Problem description | Find every line in the listing below that contains the word "number", and copy each of those lines out in full.
** Start Rows **
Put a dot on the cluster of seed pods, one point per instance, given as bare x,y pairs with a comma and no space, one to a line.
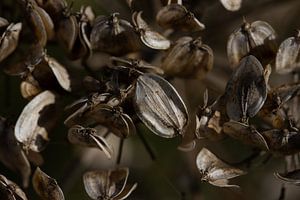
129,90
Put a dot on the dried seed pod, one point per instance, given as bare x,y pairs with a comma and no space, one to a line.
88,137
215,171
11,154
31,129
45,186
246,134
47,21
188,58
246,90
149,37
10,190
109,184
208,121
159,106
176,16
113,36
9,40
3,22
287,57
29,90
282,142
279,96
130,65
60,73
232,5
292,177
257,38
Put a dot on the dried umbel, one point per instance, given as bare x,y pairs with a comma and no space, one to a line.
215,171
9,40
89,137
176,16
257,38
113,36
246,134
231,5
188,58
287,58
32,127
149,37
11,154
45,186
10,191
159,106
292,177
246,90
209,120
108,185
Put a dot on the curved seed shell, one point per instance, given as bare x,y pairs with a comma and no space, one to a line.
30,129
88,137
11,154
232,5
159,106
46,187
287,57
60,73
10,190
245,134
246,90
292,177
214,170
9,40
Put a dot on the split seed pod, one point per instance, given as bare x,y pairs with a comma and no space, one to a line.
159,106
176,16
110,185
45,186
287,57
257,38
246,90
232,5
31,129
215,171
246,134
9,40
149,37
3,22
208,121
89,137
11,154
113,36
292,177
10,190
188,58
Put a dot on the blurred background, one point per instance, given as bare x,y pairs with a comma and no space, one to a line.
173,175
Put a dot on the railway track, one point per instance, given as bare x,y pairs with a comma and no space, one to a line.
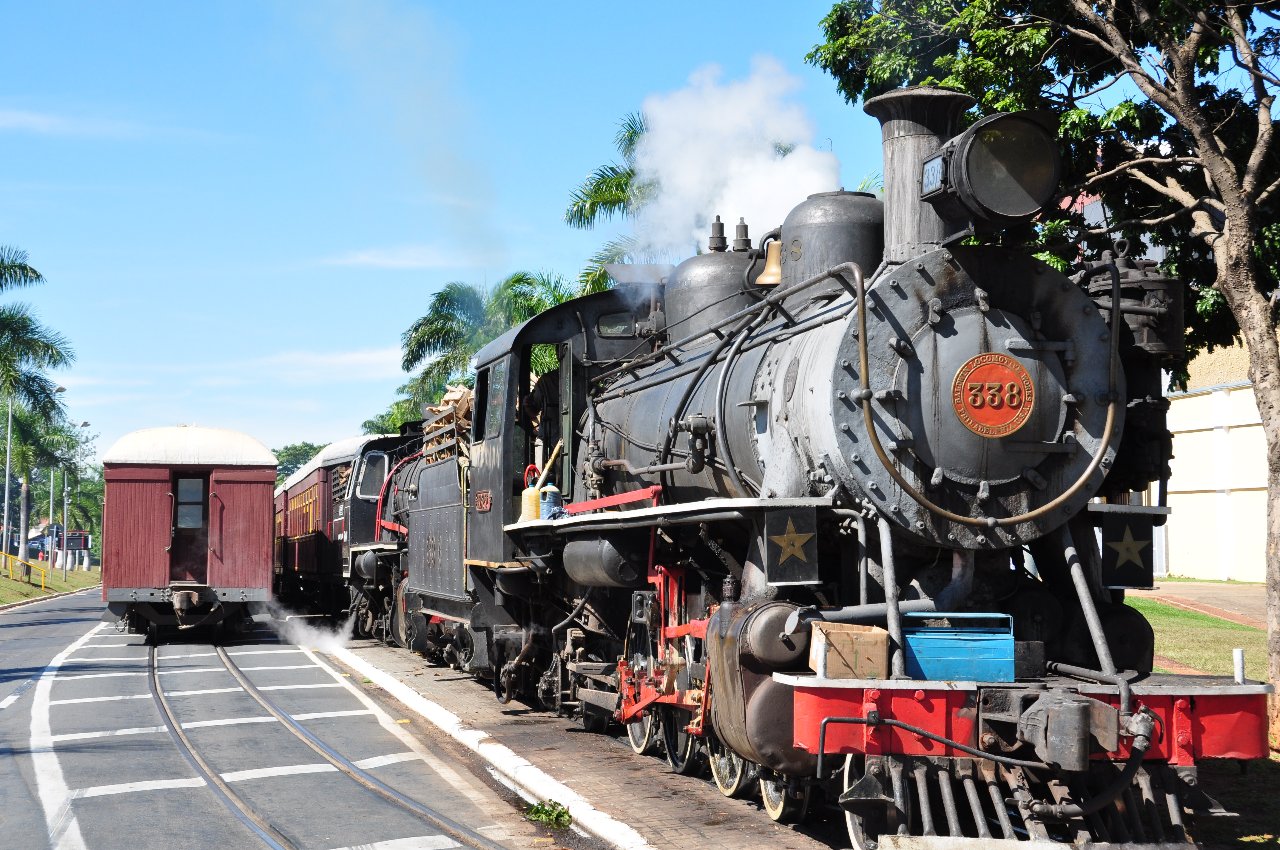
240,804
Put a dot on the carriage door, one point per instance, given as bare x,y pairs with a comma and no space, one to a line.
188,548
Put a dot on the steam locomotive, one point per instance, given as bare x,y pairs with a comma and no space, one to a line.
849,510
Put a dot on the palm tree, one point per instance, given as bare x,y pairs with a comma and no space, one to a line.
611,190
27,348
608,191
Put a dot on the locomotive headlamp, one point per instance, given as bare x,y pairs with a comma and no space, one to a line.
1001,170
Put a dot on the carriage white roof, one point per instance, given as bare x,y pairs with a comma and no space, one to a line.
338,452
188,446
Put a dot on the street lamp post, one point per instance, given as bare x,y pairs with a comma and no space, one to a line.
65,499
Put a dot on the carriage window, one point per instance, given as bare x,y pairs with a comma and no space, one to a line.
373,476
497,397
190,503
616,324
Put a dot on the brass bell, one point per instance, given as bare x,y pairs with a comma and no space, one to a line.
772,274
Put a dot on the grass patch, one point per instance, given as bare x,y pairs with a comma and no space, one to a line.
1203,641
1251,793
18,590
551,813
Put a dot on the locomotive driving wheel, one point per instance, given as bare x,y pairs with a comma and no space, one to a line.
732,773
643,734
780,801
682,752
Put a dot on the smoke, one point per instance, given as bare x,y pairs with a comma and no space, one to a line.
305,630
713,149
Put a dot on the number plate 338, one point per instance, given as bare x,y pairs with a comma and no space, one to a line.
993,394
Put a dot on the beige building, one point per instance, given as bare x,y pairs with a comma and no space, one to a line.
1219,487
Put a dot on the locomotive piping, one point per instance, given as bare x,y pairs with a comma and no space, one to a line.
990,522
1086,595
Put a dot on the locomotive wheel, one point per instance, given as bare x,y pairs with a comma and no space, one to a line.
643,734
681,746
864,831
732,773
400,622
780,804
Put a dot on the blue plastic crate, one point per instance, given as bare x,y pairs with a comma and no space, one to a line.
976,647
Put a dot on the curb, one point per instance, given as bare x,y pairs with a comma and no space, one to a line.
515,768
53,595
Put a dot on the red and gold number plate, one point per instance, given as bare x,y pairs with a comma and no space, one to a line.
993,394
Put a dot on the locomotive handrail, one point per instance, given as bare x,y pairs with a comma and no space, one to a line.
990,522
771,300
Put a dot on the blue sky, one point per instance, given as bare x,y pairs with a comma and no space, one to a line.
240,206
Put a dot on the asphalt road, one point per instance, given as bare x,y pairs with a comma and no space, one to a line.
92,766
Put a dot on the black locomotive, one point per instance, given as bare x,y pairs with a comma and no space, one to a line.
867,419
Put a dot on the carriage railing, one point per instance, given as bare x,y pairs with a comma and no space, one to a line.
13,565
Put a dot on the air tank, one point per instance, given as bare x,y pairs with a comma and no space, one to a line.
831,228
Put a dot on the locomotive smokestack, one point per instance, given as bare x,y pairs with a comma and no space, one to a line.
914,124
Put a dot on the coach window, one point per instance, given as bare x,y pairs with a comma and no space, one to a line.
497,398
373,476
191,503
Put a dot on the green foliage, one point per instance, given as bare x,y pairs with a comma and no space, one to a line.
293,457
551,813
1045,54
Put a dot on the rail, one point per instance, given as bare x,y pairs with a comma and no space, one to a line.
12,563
** End Rows **
** Start Rows **
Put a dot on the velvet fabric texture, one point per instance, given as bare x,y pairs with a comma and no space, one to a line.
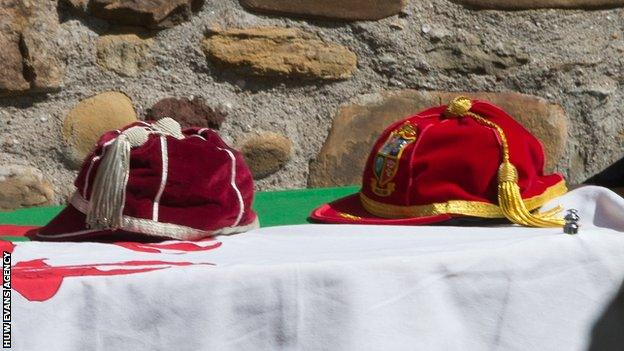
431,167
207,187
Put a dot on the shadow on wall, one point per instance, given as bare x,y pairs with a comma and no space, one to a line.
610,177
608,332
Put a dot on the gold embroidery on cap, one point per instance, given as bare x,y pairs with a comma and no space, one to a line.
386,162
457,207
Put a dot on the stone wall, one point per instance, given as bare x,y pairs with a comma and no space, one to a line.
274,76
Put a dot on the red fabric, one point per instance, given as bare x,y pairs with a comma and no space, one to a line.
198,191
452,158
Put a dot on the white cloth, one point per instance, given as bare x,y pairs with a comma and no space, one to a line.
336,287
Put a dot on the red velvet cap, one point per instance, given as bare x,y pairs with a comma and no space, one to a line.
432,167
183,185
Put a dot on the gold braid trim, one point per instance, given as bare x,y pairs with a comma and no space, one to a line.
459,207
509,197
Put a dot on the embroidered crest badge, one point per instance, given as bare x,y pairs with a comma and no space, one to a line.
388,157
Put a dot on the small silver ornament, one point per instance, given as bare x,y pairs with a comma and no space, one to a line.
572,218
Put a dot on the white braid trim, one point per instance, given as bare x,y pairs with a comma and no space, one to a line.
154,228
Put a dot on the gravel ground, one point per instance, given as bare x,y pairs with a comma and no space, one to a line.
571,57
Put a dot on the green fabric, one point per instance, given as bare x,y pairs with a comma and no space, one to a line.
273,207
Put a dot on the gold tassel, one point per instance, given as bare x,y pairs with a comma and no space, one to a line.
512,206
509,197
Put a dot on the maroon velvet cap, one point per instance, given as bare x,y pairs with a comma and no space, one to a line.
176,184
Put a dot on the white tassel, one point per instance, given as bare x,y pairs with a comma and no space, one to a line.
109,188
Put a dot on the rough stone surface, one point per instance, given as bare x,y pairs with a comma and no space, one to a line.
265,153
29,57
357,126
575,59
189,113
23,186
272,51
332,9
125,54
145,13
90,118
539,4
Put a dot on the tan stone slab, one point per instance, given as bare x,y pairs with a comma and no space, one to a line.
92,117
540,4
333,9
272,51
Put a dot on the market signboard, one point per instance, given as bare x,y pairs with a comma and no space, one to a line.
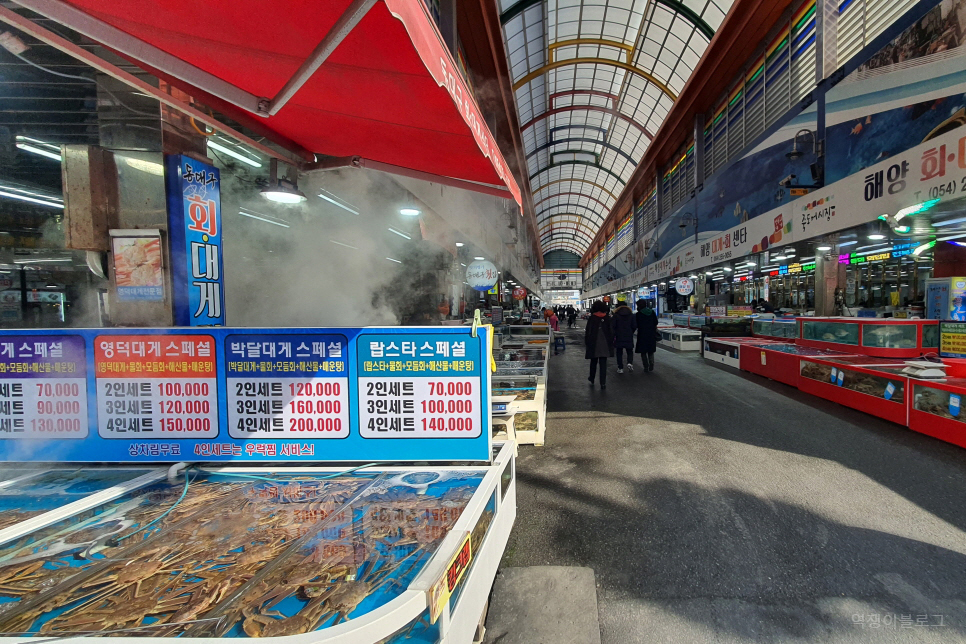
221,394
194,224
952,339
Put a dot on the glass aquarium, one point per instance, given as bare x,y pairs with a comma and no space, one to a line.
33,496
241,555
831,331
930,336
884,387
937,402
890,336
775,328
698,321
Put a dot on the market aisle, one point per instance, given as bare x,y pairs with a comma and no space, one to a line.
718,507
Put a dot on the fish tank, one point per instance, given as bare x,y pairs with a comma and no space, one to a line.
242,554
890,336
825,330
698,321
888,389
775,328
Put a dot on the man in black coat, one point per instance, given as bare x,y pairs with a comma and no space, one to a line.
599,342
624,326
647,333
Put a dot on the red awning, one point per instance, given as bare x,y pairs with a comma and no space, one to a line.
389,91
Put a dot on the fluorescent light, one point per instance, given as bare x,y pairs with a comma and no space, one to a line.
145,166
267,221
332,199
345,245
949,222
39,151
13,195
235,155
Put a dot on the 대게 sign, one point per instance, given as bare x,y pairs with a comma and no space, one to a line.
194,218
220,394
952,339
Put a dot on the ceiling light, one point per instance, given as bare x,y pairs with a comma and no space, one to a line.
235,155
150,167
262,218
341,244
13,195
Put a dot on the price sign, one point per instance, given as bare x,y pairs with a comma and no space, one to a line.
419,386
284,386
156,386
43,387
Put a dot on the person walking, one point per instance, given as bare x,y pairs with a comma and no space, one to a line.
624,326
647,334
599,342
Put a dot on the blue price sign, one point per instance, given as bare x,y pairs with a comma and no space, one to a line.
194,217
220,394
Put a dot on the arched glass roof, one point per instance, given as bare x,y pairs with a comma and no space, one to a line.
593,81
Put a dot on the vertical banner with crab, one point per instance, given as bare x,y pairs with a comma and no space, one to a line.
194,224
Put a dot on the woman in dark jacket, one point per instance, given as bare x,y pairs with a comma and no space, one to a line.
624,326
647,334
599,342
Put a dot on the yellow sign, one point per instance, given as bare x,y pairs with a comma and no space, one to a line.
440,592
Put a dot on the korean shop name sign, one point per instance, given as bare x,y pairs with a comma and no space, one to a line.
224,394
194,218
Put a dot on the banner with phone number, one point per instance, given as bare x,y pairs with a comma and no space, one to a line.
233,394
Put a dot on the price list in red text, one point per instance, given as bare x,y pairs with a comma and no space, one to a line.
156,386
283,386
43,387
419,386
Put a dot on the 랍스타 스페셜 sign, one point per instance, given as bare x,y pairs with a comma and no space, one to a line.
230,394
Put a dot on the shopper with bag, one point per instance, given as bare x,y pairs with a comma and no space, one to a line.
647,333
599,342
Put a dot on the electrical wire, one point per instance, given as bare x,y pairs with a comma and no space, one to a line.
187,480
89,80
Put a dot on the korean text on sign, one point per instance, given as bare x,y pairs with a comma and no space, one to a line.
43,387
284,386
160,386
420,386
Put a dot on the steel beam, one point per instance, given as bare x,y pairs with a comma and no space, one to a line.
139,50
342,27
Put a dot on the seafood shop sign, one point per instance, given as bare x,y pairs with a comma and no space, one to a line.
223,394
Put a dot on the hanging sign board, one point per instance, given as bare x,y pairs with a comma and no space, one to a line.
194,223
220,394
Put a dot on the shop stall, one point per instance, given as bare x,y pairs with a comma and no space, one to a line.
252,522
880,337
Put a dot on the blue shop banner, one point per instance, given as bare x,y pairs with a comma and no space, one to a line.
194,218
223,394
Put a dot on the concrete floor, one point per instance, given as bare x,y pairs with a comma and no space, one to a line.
** End Rows **
The response |
Put a dot on the number plate 338, one point per instance, given as bare x,y pairs with a comma and no space, one to a line.
Put a dot on the red and gold number plate, one point per instance, given as bare x,y pairs with a comma and no space, one to a line.
Put a dot on the banner with phone number, one point per instance, given as bare x,y pairs with a comma and no space, one to a line.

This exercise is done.